__Problem details__. Each entry below is to be transcribed exactly.

__Record list__.
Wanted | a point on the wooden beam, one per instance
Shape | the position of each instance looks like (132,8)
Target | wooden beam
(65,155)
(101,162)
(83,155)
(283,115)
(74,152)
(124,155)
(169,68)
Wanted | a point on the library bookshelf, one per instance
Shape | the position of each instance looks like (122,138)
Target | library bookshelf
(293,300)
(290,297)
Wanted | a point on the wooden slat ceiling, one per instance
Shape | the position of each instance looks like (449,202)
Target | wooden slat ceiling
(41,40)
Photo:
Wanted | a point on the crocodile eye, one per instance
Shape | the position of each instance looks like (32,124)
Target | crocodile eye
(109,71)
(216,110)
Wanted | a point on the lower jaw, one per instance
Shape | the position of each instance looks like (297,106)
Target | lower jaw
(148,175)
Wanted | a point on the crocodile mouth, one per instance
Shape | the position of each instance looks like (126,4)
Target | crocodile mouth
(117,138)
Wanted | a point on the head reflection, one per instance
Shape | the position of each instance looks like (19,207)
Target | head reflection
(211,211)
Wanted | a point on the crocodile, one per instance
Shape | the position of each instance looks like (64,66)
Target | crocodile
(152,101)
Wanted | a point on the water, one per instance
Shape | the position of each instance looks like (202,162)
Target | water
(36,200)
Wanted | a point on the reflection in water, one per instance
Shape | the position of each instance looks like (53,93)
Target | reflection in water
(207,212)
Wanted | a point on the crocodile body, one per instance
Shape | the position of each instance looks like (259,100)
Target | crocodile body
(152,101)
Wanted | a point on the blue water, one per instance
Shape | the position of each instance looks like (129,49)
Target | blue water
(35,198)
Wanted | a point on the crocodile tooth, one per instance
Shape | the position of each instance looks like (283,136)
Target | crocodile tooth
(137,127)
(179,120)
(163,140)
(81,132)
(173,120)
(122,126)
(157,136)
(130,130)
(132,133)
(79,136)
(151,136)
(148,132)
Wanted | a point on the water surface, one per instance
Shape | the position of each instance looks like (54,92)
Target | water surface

__Result for this exercise__.
Wanted | a point on the wooden beam, one per instance
Shape | the position of each instance looks like (132,8)
Target | wooden beam
(65,155)
(101,162)
(83,155)
(283,115)
(74,152)
(124,155)
(169,68)
Wanted | a point on the library bookshelf, one per instance
Shape | the position of each instance looks like (122,138)
Target | library bookshelf
(293,300)
(290,297)
Wanted | a point on the wooden slat ceiling, one per instance
Shape | the position of each instance looks like (449,202)
Target | wooden slat ceiling
(41,40)
Photo:
Wanted | a point on the crocodile eye, one per instance
Shape | the position of each instance looks like (32,124)
Target | crocodile eye
(109,71)
(216,110)
Wanted | a point on the lower jaw, one per instance
Shape | the position of each instance looks like (297,106)
Target | lower jaw
(148,175)
Wanted | a point on the crocodile mouth, one per instance
Shape | the position of each instance looks like (126,4)
Target | crocodile mouth
(117,138)
Wanted | a point on the head reflection, one per instance
Shape | the position of each instance looks like (19,207)
Target | head reflection
(211,211)
Wanted | a point on the crocodile, one per instance
Shape | the position of each instance looks like (64,66)
Target | crocodile
(152,101)
Wanted | a point on the water, one per instance
Shape | the position of each instance looks like (202,162)
Target | water
(36,200)
Wanted | a point on the reflection in water, one per instance
Shape | the position of each instance looks like (53,93)
Target | reflection in water
(207,212)
Wanted | a point on the crocodile body, one per instance
Shape | the position of each instance looks like (259,100)
Target | crocodile body
(152,101)
Wanted | a point on the blue water, one per instance
Shape | the position of each instance looks like (129,49)
Target | blue water
(35,198)
Wanted | a point on the crocodile tooth, one per instance
Shape | the position of each instance looks like (283,136)
Target | crocodile tooth
(137,127)
(179,120)
(163,140)
(81,132)
(173,120)
(122,126)
(157,136)
(130,130)
(132,133)
(79,136)
(151,136)
(148,132)
Wanted | a point on the water surface, one per instance
Shape | the position of each instance looks like (54,92)
Target | water surface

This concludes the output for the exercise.